(Natural language region descriptions)
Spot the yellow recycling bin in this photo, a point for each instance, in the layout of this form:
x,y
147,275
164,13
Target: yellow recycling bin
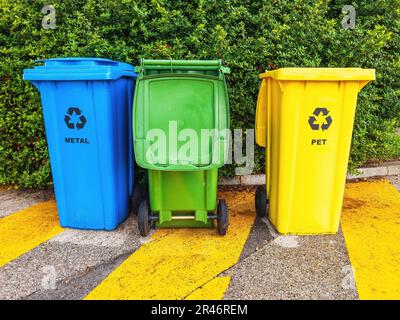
x,y
304,119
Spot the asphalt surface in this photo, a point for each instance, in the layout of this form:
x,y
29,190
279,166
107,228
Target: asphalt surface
x,y
271,266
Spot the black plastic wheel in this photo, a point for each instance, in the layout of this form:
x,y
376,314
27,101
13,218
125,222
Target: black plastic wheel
x,y
139,194
261,201
222,217
144,222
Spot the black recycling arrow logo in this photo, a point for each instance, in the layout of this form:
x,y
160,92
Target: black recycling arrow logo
x,y
320,112
78,124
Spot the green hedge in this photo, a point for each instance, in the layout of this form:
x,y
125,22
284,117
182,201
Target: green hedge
x,y
250,36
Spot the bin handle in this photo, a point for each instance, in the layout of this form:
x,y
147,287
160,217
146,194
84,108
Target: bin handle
x,y
261,115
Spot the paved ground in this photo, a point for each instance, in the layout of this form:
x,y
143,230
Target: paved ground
x,y
251,262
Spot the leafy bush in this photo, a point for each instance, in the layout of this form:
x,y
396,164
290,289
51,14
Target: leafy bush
x,y
250,36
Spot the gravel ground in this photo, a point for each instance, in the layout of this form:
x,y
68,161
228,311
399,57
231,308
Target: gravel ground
x,y
14,200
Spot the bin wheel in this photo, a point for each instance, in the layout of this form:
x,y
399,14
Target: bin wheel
x,y
222,217
144,222
261,202
139,194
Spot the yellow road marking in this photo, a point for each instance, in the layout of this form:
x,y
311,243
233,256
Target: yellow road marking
x,y
178,262
24,230
371,227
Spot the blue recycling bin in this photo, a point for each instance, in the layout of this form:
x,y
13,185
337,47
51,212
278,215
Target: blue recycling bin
x,y
87,109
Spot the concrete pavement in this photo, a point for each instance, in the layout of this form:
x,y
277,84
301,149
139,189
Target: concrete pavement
x,y
252,262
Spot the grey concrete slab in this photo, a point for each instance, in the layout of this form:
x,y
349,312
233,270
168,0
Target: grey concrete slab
x,y
70,265
14,200
295,267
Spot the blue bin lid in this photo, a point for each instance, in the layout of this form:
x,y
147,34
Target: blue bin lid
x,y
60,69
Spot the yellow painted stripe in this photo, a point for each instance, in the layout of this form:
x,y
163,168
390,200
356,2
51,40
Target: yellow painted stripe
x,y
371,227
177,262
24,230
213,290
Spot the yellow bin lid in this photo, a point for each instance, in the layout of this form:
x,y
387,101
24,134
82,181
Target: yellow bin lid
x,y
320,74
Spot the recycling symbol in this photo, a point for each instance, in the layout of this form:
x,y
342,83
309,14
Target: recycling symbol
x,y
72,124
320,112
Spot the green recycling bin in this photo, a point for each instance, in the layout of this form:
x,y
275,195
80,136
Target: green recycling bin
x,y
181,136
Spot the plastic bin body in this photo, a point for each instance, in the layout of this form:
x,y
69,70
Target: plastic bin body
x,y
305,119
91,158
173,96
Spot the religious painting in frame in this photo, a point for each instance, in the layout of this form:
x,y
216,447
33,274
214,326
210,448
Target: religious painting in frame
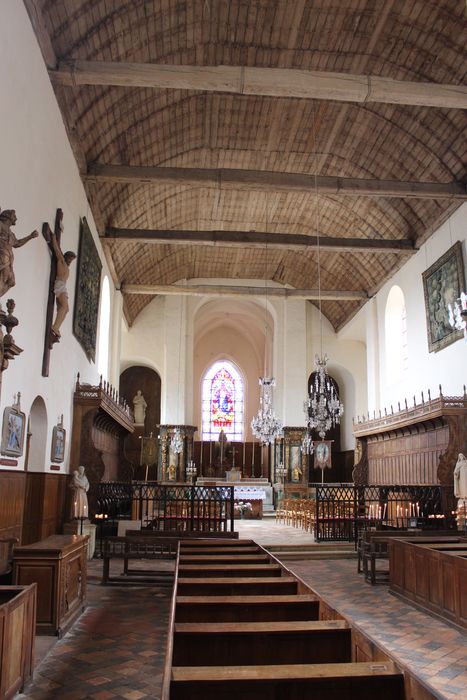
x,y
57,452
88,286
13,429
442,285
322,454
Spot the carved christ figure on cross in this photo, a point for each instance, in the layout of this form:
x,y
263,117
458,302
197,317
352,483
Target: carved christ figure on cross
x,y
61,277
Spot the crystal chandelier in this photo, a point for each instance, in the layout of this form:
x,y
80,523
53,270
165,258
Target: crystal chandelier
x,y
322,407
458,314
177,442
266,426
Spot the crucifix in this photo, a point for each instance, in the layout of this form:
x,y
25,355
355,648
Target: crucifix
x,y
59,274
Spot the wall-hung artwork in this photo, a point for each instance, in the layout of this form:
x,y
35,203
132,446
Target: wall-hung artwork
x,y
13,432
57,452
88,285
442,285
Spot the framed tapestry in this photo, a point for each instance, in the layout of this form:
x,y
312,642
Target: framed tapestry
x,y
442,285
13,430
88,285
57,452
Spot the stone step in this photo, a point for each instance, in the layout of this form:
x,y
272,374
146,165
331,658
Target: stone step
x,y
312,551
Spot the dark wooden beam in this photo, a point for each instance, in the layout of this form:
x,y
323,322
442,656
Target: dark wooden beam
x,y
267,181
275,82
259,239
227,290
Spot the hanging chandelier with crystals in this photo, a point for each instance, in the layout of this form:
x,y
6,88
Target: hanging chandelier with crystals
x,y
322,407
458,314
176,444
266,426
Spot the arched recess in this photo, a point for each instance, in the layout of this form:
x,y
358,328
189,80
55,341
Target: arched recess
x,y
395,326
104,330
37,436
133,379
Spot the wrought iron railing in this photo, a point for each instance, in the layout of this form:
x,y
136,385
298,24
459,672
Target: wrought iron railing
x,y
343,510
163,507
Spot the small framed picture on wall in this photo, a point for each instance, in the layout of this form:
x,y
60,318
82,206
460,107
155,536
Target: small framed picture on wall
x,y
13,429
57,452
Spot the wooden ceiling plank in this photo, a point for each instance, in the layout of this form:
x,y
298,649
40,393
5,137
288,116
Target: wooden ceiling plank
x,y
273,82
258,239
227,290
36,17
274,181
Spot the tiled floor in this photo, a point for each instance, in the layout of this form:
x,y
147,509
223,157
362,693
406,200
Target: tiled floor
x,y
116,649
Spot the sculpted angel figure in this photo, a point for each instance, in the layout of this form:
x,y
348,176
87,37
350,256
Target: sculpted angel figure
x,y
8,241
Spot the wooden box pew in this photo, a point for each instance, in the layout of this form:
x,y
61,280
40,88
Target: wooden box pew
x,y
228,570
235,558
347,681
134,548
259,643
254,608
266,585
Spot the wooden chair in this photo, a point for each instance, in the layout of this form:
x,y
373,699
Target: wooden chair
x,y
6,559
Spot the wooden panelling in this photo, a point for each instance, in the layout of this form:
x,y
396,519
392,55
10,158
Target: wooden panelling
x,y
44,510
406,459
58,566
17,623
12,487
433,576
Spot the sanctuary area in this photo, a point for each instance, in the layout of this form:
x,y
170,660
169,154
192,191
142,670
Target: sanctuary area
x,y
233,334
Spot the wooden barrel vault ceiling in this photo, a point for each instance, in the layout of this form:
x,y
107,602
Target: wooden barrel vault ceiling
x,y
224,138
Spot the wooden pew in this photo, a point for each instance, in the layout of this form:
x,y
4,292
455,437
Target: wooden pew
x,y
228,570
347,681
236,559
267,585
238,633
137,548
259,643
255,608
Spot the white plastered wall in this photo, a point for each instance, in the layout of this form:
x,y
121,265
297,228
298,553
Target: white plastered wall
x,y
447,367
38,175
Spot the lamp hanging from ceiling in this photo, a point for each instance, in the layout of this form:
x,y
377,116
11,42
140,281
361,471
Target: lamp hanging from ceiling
x,y
266,426
322,406
323,409
458,314
176,444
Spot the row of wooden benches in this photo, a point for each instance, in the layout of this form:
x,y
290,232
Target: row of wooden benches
x,y
299,512
242,625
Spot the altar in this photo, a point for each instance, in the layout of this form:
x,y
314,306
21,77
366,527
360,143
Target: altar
x,y
257,491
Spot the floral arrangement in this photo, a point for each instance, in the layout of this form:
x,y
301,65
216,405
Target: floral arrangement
x,y
243,507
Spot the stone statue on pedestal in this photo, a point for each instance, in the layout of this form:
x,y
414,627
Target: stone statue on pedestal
x,y
460,477
80,487
140,405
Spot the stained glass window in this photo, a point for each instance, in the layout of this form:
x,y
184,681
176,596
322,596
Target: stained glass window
x,y
222,402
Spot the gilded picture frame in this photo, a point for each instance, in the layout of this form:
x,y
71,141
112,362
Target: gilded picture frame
x,y
57,450
13,429
88,287
442,285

**PROMPT:**
Give back all entries exactly. No pictures belong in the copy.

**OUTPUT:**
Spot the yellow recycling bin in this photo, a point for each instance, in the layout of this form:
x,y
147,275
164,13
Target: yellow recycling bin
x,y
304,119
Spot the asphalt surface in this photo, a point for each instance, in the layout of this form:
x,y
29,190
279,166
107,228
Target: asphalt surface
x,y
271,266
Spot the black plastic wheel in this photo, a point for each instance, in the layout of this form:
x,y
376,314
27,101
13,218
125,222
Target: black plastic wheel
x,y
139,194
261,201
222,217
144,222
Spot the black recycling arrow logo in this photo, a point for each instance, in the layout of this form:
x,y
160,92
Target: black recycling arrow logo
x,y
320,112
78,124
Spot the green hedge in this photo, a point for each instance, in the layout of this form:
x,y
125,22
284,117
182,201
Target: green hedge
x,y
250,36
Spot the bin handle in this photo, a point for each instance, in the layout of this form:
x,y
147,287
160,217
146,194
84,108
Target: bin handle
x,y
261,115
Spot the paved ground in this photo, a point for each instance, in the layout of this form:
x,y
143,230
Target: paved ground
x,y
251,262
Spot the leafy bush in this photo, a point for each instance, in the layout of this form:
x,y
396,164
290,289
51,14
Target: leafy bush
x,y
250,36
Spot the gravel ground in this photo, a point for each instance, in the layout of this form:
x,y
68,161
228,311
399,57
231,308
Target: gravel ground
x,y
14,200
Spot the bin wheel in this photo, a point for each instance, in the layout of this form:
x,y
399,14
Target: bin wheel
x,y
222,217
144,222
261,202
139,194
Spot the yellow road marking in this photo, a point for each instance, in the layout of this form:
x,y
311,243
233,256
Target: yellow road marking
x,y
178,262
24,230
371,227
Spot the blue recycling bin in this photo, a point for each instance, in the layout of this form:
x,y
13,185
337,47
51,212
278,215
Target: blue recycling bin
x,y
87,109
Spot the concrete pavement in this photo, a point for each instance, in the layout of this form:
x,y
277,84
301,149
139,189
Target: concrete pavement
x,y
252,262
Spot the grey concrete slab in this photo, a point for each instance, in the layout of this form:
x,y
349,312
233,270
168,0
Target: grey concrete slab
x,y
70,265
14,200
295,267
Spot the blue bin lid in this photo, a point for each instance, in the layout of this form:
x,y
147,34
Target: blue bin lid
x,y
60,69
Spot the yellow painted stripe in this photo, a point for each instance, in the layout of this form:
x,y
163,168
390,200
356,2
51,40
Target: yellow painted stripe
x,y
371,227
177,262
24,230
213,290
Spot the yellow bin lid in this photo, a point for each instance, in the layout of this form:
x,y
387,101
24,134
82,181
Target: yellow bin lid
x,y
320,74
Spot the recycling symbol in this photo, a point for each instance, in the layout of this form:
x,y
342,83
309,14
Target: recycling symbol
x,y
72,124
320,112
Spot the green recycling bin in this photo, a point for each instance, in the layout of this form:
x,y
275,195
80,136
Target: green recycling bin
x,y
181,136
Spot the plastic bin body in this photo, a point for each instance, in the layout of this form:
x,y
69,70
Target: plastic bin body
x,y
305,119
91,158
173,96
Spot the religious painting in frame in this photo, a point for each instance, in the layout of this form:
x,y
216,447
33,274
214,326
210,448
Target: religious painting in frame
x,y
57,452
88,286
13,429
442,285
322,454
Spot the carved christ figure on cross in this photo, a point for each instance, in the layout of this form:
x,y
263,117
458,302
197,317
352,483
Target: carved christ figure on cross
x,y
61,277
Spot the crystal chandelier in this photo, a point for each instance, in the layout of this form:
x,y
80,523
53,270
165,258
Target: crystal chandelier
x,y
322,407
458,314
177,442
266,426
Spot the crucifix in this photo, a point for each instance, in the layout of this form:
x,y
25,355
355,648
Target: crucifix
x,y
59,274
Spot the wall-hung artwork in this photo, a point for each instance, in the layout of this form:
x,y
35,203
132,446
Target: wall-hung artwork
x,y
13,432
57,452
88,285
442,285
Spot the framed tapestry in this photo, a point for each instance, in the layout of this form:
x,y
312,642
Target: framed tapestry
x,y
442,285
13,430
88,285
57,452
Spot the stone step in this photo, a point for each instance, in the layout of this form:
x,y
272,374
146,165
331,658
Target: stone step
x,y
312,551
Spot the dark wooden beam in this photo, a point for each instance, in the layout of this form:
x,y
323,322
442,656
Target: dark wooden beam
x,y
267,181
275,82
259,239
227,290
Spot the hanging chandelier with crystals in this photo, a point for each instance, in the layout of this form:
x,y
6,88
Target: hanging chandelier with crystals
x,y
322,407
458,314
176,444
266,426
Spot the arched recess in this photo, a point for each instance, in the layout of this form:
x,y
358,328
189,80
55,341
Target: arched recess
x,y
395,326
104,330
37,436
133,379
Spot the wrought iron railing in this photo, a point for each instance, in the layout of this form:
x,y
136,385
298,24
459,672
Target: wrought iron railing
x,y
343,510
163,507
Spot the small framed picture on wall in this photo, a point for each instance, in the layout of this form:
x,y
60,318
82,206
460,107
155,536
Target: small framed picture on wall
x,y
13,429
57,452
Spot the wooden ceiling plank in this photo, a point for each instance, in the layout of this form:
x,y
298,649
40,393
5,137
288,116
Target: wooden ceiling plank
x,y
273,82
258,239
227,290
36,17
274,181
Spot the tiled floor in this photo, a point for each instance, in the layout of this form:
x,y
147,509
223,157
362,693
406,200
Target: tiled floor
x,y
116,649
Spot the sculpted angel figure in this photo, a point for each instance, in the layout of this form:
x,y
348,176
87,37
350,256
Target: sculpted angel figure
x,y
8,241
Spot the wooden box pew in this photo, a point for each instance, in the layout of this form:
x,y
61,280
40,88
Target: wooden box pew
x,y
228,570
235,558
347,681
134,548
259,643
254,608
266,585
Spot the wooden chair in this photo, a point for each instance, in the layout of this form:
x,y
373,699
Target: wooden chair
x,y
6,559
Spot the wooden panelling in this photo, a point for each instance, in the layout of this form:
x,y
396,519
392,55
10,158
Target: wooden panelling
x,y
44,510
406,459
58,566
17,623
12,487
433,576
Spot the sanctuary area in this photo, a point for each instance, in the layout of this form:
x,y
170,660
169,154
192,191
142,670
Target: sanctuary area
x,y
233,334
Spot the wooden barrel vault ceiling in this photo, a point for each instance, in the layout of this form:
x,y
107,602
Target: wooden barrel vault ceiling
x,y
224,138
Spot the wooden pew in this photo, a point for each instance, in the layout of this form:
x,y
4,292
455,437
Target: wooden pew
x,y
228,570
347,681
236,559
267,585
238,633
137,548
259,643
255,608
Spot the white plastered wall in this photo, a point for each instance, in the layout of this form:
x,y
121,265
297,228
298,553
Target: white plastered wall
x,y
447,367
38,175
Spot the lamp hanging from ceiling in this photo, a point for each instance, in the layout of this form:
x,y
377,116
11,42
140,281
361,471
Target: lamp hanging from ceiling
x,y
266,426
322,406
323,409
458,314
176,444
Spot the row of wooden benches in this photo, a point for each instance, in the layout of this form:
x,y
290,232
Target: row of wooden benches
x,y
299,512
242,625
Spot the altar in this photo, a point for each instance, in the layout of this form:
x,y
314,306
21,77
366,527
360,143
Target: altar
x,y
257,491
Spot the floral arrangement in this photo, a point for each instance, in the layout of this form:
x,y
301,65
216,405
Target: floral arrangement
x,y
243,507
Spot the stone statue on pedestal in this photo, a point for each instance, in the layout of this form:
x,y
414,627
Target: stone statue on pedestal
x,y
460,477
80,487
140,405
Spot the stained glass window in this photo, a point for each instance, in the layout of this form:
x,y
184,681
176,596
322,596
Target: stained glass window
x,y
222,402
Spot the gilded picture frame in this photo, a point for each instance, in the layout of this form:
x,y
71,141
112,362
Target: gilded picture frame
x,y
57,450
13,429
88,287
442,285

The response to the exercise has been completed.